# [Task to carry out]
Copy out each of the entries below word for word.

# [Input for this task]

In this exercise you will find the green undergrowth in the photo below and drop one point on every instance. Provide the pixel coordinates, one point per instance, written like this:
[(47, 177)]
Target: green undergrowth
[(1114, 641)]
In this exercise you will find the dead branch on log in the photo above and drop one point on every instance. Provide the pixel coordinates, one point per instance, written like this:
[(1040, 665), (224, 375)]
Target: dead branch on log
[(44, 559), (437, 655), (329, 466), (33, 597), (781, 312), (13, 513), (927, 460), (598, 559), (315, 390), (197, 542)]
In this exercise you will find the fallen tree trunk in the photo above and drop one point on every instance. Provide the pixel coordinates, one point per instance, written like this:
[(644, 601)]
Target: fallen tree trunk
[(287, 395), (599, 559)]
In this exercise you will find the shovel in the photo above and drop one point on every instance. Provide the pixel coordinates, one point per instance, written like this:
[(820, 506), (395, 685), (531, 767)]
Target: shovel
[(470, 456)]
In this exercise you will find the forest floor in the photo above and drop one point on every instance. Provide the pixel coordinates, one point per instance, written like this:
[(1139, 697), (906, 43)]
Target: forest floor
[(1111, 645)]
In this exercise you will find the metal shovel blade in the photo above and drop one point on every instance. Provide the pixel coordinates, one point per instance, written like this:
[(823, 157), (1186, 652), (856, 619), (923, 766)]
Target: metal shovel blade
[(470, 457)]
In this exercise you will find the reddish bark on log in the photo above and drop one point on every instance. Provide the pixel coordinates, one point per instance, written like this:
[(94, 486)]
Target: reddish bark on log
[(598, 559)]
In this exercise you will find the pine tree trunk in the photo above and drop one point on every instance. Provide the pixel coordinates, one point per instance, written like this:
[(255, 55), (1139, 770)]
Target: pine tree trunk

# [Result for this exercise]
In this exercise you will find the green undergrowth in the photo below and drop one point on every instance. Provide the pixel coordinates, one point per instance, written like this:
[(47, 177)]
Target: green undergrowth
[(1114, 641)]
In this exercise you will find the dead branch on log in the photo above and drop one point on every instance. Provide the pixel coordinates, one point per instance, written like this:
[(1040, 665), (224, 375)]
Target: dead branch on log
[(44, 559), (437, 655), (329, 466), (33, 597), (781, 312), (13, 513), (927, 460), (598, 559), (315, 390), (197, 542)]
In this exercise you will find the fallen tree trunk in the photo above and drop one point on every instance. Provide the pixel coordinates, one point per instance, written like this:
[(644, 601)]
Target: fallen tree trunk
[(287, 395), (599, 559)]
In this exercise you will find the shovel in the photo above and drop one point on every instance. Provide the pixel coordinates, one point per instance, written like this:
[(820, 506), (395, 685), (531, 767)]
Target: shovel
[(470, 456)]
In this exercise you will find the forest floor in the photo above and drop one point on every instance. Provide the pixel coordinates, one point per instance, written like this:
[(1139, 697), (906, 43)]
Target: forest floor
[(1111, 645)]
In this exercise you will find the metal shovel blade in the photo above and drop one point on every instance. Provide the pixel coordinates, one point per instance, written like this:
[(823, 157), (1186, 652), (856, 619), (923, 766)]
Target: metal shovel blade
[(470, 457)]
In this exercise you will find the reddish bark on log in the photo above and drop one point on every instance. Provide the pixel coordinates, one point per instance, written like this:
[(94, 486)]
Target: reddish bark on log
[(598, 559)]
In this exercise you will find the pine tree trunk in the photo above and drop one point on every instance. Provide the pixel coordinates, one point per instance, written like this:
[(255, 55), (1139, 770)]
Target: pine tree trunk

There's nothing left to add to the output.